Can you copy out the material below verbatim, from the line containing "Identify each instance of the green grass in" through the end of the material, omitting the pictures?

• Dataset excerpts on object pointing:
■ ■ ■
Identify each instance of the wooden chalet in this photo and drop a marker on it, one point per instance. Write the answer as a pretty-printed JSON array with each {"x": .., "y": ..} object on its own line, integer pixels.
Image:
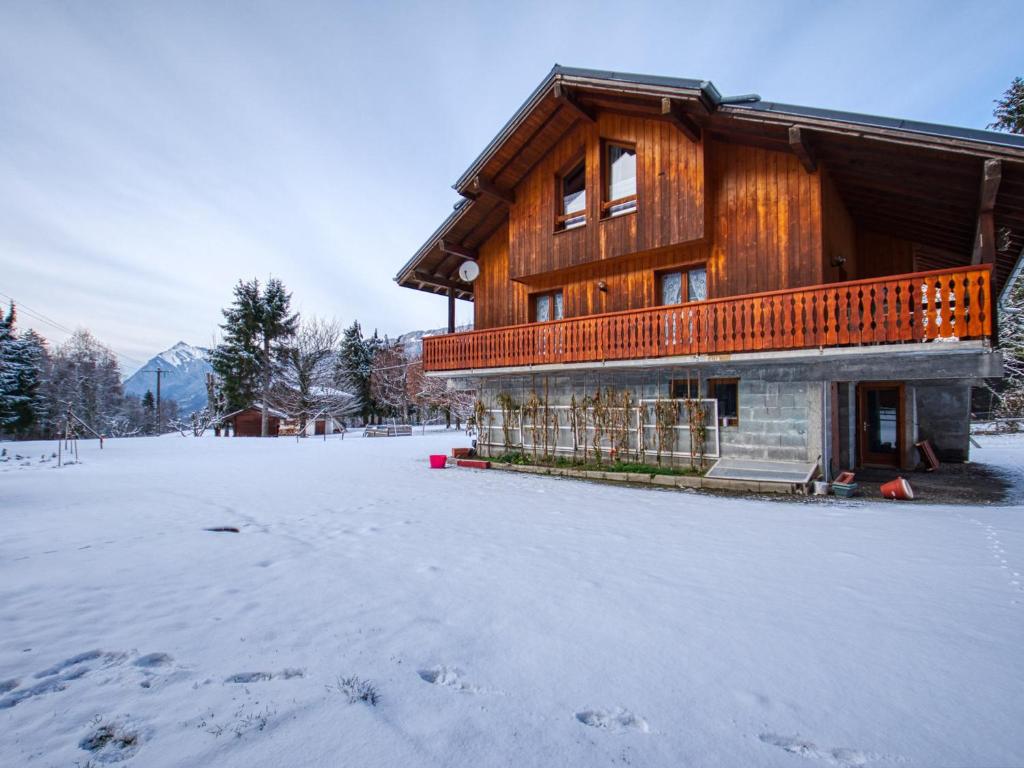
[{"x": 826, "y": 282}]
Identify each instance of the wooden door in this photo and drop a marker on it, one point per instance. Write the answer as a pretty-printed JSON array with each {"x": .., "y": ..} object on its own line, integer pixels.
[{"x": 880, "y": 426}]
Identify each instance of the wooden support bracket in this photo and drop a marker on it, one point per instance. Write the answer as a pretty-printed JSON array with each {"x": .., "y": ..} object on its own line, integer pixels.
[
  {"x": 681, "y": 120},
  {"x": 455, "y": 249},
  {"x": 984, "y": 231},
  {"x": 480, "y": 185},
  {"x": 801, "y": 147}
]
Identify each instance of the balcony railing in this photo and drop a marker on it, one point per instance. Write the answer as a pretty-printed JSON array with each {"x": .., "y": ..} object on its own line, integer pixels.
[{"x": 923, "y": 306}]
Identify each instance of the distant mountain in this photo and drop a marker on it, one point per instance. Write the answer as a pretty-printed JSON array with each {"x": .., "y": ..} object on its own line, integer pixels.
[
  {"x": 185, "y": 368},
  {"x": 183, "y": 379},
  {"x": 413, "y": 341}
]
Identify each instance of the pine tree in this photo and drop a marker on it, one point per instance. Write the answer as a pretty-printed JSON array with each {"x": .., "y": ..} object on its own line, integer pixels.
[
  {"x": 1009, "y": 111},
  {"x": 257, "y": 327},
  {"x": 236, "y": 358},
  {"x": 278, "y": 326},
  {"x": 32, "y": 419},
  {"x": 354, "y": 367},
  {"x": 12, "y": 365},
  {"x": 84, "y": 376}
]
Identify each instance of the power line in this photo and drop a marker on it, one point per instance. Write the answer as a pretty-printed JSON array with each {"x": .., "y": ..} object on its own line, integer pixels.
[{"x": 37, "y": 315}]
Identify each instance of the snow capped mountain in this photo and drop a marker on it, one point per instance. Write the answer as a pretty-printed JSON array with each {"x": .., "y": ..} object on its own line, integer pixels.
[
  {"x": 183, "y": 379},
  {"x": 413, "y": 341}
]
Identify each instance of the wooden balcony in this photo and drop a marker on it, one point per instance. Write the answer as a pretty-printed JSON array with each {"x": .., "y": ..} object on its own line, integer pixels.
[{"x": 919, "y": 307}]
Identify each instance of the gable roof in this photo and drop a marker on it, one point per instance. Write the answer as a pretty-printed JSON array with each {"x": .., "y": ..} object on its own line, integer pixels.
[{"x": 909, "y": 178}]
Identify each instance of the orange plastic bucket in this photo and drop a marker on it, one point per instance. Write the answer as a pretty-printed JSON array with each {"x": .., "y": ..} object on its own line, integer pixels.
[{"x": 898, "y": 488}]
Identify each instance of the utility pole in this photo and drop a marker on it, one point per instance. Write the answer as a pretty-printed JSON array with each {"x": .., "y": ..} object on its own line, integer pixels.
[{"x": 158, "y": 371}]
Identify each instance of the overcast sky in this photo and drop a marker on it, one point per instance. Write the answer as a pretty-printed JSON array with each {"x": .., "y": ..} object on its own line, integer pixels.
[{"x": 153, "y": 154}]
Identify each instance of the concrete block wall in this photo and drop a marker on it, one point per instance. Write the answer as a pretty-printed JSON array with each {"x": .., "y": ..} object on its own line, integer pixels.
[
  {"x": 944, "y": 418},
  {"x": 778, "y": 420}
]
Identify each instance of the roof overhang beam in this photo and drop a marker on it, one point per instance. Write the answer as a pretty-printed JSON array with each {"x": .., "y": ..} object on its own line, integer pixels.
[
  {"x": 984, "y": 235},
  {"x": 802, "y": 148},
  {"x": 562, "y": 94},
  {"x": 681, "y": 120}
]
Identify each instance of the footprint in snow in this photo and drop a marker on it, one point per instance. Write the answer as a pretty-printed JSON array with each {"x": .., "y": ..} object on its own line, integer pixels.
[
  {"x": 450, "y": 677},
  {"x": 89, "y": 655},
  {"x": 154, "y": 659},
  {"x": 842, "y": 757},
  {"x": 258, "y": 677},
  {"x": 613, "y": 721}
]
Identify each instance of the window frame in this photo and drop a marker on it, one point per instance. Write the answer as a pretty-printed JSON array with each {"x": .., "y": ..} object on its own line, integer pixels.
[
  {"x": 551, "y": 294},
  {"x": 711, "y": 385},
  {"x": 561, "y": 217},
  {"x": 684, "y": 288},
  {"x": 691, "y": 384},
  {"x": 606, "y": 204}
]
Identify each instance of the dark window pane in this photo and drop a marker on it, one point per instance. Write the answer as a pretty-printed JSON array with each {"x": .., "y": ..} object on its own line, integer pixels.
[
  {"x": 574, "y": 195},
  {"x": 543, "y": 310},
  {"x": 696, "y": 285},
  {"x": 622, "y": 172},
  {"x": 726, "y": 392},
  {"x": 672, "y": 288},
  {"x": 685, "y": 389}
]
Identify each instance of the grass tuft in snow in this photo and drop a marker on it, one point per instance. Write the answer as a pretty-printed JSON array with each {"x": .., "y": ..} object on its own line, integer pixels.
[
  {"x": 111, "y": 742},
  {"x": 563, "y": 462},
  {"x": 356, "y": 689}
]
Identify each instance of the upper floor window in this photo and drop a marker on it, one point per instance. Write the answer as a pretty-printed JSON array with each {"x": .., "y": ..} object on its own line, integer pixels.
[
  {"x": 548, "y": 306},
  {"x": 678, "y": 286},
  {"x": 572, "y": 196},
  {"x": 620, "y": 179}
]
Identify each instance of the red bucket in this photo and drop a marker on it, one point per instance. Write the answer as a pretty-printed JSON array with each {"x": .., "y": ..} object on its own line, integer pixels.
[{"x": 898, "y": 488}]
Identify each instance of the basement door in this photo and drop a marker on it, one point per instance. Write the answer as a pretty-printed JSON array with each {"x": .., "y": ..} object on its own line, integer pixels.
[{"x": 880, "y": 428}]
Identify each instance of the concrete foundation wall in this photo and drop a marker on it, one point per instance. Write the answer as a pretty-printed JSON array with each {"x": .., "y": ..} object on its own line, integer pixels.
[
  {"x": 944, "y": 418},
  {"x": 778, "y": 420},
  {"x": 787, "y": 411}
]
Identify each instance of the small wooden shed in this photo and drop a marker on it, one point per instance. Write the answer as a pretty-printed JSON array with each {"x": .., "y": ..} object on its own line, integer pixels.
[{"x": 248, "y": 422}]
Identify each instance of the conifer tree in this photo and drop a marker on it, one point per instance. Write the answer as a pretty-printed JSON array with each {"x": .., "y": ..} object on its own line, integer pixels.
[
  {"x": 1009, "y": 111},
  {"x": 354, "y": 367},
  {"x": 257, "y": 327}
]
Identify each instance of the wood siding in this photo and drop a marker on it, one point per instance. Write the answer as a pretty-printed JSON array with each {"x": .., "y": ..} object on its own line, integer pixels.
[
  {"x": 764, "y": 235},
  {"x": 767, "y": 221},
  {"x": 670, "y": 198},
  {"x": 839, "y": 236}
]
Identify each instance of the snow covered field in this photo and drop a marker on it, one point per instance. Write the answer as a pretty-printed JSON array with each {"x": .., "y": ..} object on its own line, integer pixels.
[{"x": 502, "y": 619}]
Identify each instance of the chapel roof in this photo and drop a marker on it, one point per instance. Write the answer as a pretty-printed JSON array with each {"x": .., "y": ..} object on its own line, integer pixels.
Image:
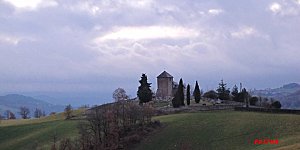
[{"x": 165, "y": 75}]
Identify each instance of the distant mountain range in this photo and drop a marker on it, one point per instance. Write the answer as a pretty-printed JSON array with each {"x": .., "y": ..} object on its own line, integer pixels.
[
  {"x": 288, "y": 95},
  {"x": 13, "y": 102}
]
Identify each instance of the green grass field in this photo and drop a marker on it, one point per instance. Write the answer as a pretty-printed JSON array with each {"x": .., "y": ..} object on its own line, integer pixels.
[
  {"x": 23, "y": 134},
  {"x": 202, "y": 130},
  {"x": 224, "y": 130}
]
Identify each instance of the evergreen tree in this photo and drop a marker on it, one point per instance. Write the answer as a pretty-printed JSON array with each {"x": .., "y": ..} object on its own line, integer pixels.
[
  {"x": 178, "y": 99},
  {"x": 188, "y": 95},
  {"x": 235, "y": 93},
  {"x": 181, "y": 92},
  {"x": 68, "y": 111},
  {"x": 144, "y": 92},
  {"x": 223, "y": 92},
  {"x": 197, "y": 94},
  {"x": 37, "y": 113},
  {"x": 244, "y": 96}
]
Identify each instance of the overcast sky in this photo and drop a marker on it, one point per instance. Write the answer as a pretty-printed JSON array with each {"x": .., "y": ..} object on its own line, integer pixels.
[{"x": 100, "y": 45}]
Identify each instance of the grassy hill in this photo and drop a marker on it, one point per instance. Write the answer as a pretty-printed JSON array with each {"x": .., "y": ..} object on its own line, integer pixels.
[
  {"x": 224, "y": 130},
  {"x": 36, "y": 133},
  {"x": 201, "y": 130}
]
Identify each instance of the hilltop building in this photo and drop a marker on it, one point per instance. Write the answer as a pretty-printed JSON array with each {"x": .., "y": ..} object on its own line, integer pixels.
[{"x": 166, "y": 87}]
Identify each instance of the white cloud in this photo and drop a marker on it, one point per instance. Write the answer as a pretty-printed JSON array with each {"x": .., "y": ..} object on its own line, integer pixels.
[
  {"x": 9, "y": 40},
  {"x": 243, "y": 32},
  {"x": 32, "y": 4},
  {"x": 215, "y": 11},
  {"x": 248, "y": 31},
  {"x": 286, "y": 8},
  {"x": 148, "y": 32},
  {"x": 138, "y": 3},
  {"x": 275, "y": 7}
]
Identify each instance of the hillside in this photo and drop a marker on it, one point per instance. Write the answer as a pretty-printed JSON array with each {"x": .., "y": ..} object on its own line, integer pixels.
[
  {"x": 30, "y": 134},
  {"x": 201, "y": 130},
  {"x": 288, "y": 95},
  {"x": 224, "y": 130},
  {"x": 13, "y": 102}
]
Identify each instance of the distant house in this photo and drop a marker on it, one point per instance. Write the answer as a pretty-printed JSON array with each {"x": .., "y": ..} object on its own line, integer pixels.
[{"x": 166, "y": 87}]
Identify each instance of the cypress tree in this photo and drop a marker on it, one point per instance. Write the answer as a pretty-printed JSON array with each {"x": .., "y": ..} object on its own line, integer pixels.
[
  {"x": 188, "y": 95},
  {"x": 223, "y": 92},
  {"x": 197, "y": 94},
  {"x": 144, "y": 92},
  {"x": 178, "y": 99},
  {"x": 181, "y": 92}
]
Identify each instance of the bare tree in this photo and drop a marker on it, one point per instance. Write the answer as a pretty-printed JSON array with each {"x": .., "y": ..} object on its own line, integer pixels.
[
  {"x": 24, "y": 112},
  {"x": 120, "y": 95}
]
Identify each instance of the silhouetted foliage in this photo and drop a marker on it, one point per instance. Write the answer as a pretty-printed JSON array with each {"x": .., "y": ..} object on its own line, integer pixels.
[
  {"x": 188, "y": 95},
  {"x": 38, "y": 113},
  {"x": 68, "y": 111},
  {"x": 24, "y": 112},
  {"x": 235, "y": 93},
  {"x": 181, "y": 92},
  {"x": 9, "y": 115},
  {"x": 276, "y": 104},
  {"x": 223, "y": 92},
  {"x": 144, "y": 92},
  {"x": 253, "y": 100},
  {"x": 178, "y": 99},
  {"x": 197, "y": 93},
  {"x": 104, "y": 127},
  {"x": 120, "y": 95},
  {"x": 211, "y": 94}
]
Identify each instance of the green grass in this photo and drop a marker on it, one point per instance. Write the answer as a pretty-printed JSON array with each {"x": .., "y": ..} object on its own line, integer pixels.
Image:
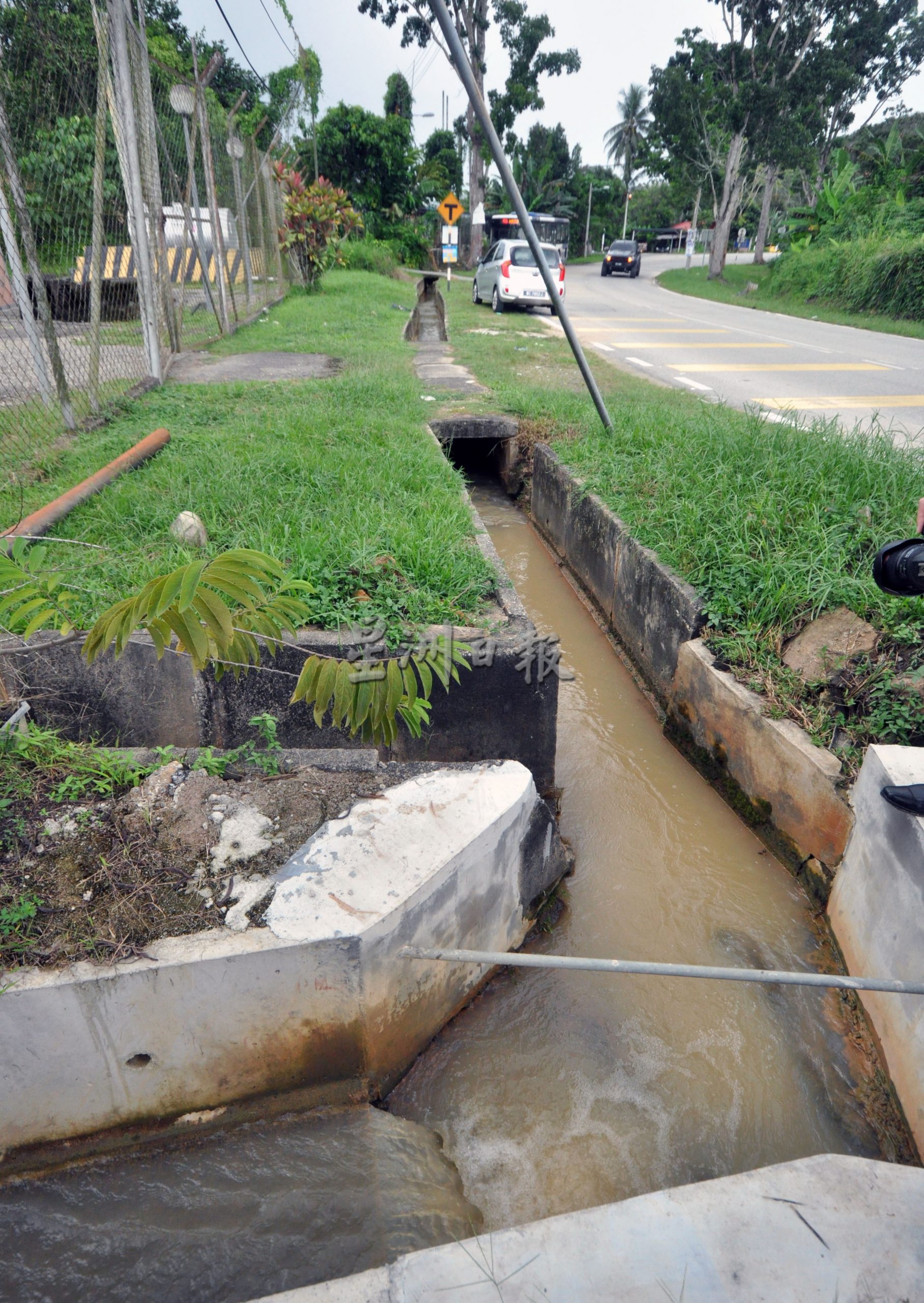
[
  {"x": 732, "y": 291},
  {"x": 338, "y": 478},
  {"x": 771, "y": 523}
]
■ ■ ■
• The reply:
Identify each instance of the green grass in this photo and drop a marker on it, one point per instance. Write the answer as a pretty-printed JSON array with each {"x": .., "y": ..} object on its own line, integer pixels.
Image:
[
  {"x": 732, "y": 291},
  {"x": 338, "y": 478},
  {"x": 771, "y": 523}
]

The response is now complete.